Reproduce all of the records below verbatim, leaving the pictures out.

# Material provided start

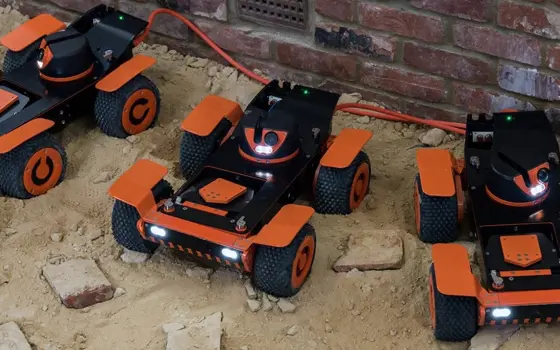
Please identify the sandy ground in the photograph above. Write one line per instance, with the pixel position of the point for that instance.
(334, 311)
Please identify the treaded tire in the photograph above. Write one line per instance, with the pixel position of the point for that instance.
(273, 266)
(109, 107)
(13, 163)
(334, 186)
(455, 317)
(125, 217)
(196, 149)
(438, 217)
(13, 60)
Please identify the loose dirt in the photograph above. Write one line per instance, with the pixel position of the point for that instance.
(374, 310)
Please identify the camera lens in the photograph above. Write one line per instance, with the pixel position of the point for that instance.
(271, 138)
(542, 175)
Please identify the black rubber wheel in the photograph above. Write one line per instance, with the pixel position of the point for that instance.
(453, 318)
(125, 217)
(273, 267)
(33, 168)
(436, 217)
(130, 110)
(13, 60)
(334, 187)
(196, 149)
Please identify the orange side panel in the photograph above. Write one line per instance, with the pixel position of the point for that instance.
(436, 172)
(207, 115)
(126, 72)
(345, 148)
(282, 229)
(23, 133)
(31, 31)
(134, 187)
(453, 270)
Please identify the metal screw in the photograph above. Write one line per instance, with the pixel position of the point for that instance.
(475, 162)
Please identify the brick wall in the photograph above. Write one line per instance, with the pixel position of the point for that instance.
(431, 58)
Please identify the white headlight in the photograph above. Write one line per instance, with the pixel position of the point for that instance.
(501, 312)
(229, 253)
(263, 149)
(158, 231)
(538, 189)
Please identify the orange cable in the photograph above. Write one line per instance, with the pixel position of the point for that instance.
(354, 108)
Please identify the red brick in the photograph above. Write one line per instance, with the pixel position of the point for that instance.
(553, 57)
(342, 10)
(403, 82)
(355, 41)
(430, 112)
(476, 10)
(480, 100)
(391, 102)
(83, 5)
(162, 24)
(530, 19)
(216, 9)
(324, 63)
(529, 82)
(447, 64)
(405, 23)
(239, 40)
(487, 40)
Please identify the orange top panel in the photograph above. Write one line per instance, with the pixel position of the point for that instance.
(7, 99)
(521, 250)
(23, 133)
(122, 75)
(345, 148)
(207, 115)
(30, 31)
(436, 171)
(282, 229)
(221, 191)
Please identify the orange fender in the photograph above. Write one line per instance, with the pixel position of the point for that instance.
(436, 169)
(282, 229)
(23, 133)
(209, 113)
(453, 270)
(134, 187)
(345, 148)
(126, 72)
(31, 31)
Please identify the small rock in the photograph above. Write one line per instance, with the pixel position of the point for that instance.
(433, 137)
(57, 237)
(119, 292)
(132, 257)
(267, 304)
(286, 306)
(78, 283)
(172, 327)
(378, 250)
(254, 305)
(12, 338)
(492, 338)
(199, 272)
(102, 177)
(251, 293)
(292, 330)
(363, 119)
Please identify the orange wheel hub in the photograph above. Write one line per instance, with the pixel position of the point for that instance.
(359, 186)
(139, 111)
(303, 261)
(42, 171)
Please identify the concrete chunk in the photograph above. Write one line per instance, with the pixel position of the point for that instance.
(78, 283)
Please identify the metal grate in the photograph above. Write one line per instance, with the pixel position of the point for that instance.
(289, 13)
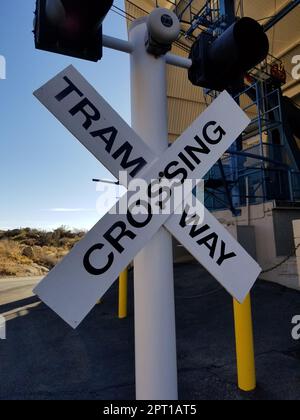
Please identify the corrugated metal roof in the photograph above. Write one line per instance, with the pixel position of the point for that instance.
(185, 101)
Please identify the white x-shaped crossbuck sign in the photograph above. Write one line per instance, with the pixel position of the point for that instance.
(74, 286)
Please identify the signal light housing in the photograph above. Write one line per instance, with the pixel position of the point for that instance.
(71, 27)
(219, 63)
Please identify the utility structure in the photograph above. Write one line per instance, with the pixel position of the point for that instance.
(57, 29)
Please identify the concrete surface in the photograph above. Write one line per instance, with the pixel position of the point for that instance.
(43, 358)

# Material provided end

• [Expected answer]:
Please identify the sandy ground in the photograph above. Write one line per instance, with the pixel position of the point for that instance.
(334, 311)
Please identify the treaded tire in the photograph above. Write one line per instance, with the pixel position of the point for that instance.
(273, 266)
(109, 107)
(13, 163)
(334, 186)
(455, 317)
(125, 217)
(196, 149)
(438, 217)
(13, 60)
Please identify the loose dirt in the photograph above. Write one line per instance, with the pixel position of the point for that instance.
(374, 310)
Please identify the camera lens in the photograph above. Write one line per instance, with the pixel position of the point for that instance.
(271, 138)
(542, 175)
Please identify the black rubber wheel in the photograph above. Write one line per instance, with the pixel position of the point for that instance.
(453, 318)
(125, 217)
(273, 267)
(33, 168)
(436, 217)
(130, 110)
(13, 60)
(334, 187)
(196, 149)
Please identify the orange side panel in the photograph above. Write one line per instance, with the pixel position of the point for that instance.
(436, 172)
(207, 115)
(126, 72)
(345, 148)
(282, 229)
(23, 133)
(31, 31)
(134, 187)
(453, 270)
Please identify the metal screw in the photograph above. Write one line per instance, with the pixel position of the point for that instance.
(475, 162)
Please identify the brick wall in the photograph above. Write one line per instance, with the pixel position of the point for that instance.
(431, 58)
Please identify the white headlight in the photograph above. Write one line per instance, with the pixel position of the point for that instance.
(501, 312)
(229, 253)
(263, 149)
(158, 231)
(538, 189)
Please identify the orange cable in the photograph above. Write one line per instance, with the pixel position of the point for that instance.
(354, 108)
Please identify the red brick in the photograph above. Write one line per instance, with the pixel position of the point for that instance.
(553, 57)
(342, 10)
(403, 82)
(355, 41)
(430, 112)
(476, 10)
(480, 100)
(391, 102)
(83, 5)
(162, 24)
(530, 19)
(216, 9)
(324, 63)
(529, 82)
(447, 64)
(405, 23)
(239, 40)
(487, 40)
Please identify the orange top panel in the photograph above. Write one line per instance, with the pixel position of the point for that instance.
(7, 99)
(521, 250)
(23, 133)
(122, 75)
(345, 148)
(207, 115)
(30, 31)
(436, 171)
(282, 229)
(221, 191)
Please identify the orange fender in the photograph above. Write one line per instance, with the pixel position of the point for that instance.
(436, 169)
(282, 229)
(23, 133)
(209, 113)
(453, 270)
(134, 187)
(345, 148)
(126, 72)
(31, 31)
Please identify the small rock in the photograph above. Write one line per instance, with the pixel position of the point for that instance.
(433, 137)
(57, 237)
(119, 292)
(132, 257)
(267, 304)
(286, 306)
(78, 283)
(172, 327)
(378, 250)
(254, 305)
(12, 338)
(492, 338)
(199, 272)
(102, 177)
(251, 293)
(292, 330)
(363, 119)
Please identify the orange wheel hub in the photograph above. Write one line per instance, with the pixel position of the point for that instance.
(359, 186)
(139, 111)
(303, 261)
(42, 171)
Please identify the concrete chunk in the photograph above. Write one line per instance, with the pixel position of the point for that instance.
(78, 283)
Please identify the metal grate in the photograph above. Write one line per instance, with the pixel position of the point for that instance.
(289, 13)
Please identify the corrugated metal roof in the photograph above. Write one line per instance, with the pixel position of the point for that instance.
(185, 101)
Please identify the white x-shaped crossbuck sign in the photograph above. Write one line per instance, with the pixel position of the point for that instance.
(74, 286)
Please identify the signal light housing in the photograph above. Write one line per instance, with the pixel position of the point for that instance.
(71, 27)
(219, 63)
Please identify the utility structure in the photograph above. Write one line per instance, with the pixel position of the point for that instance.
(57, 29)
Please identify the concrete surface in the photograph above. Write one line per instance, with the pixel position of the point for that instance.
(43, 358)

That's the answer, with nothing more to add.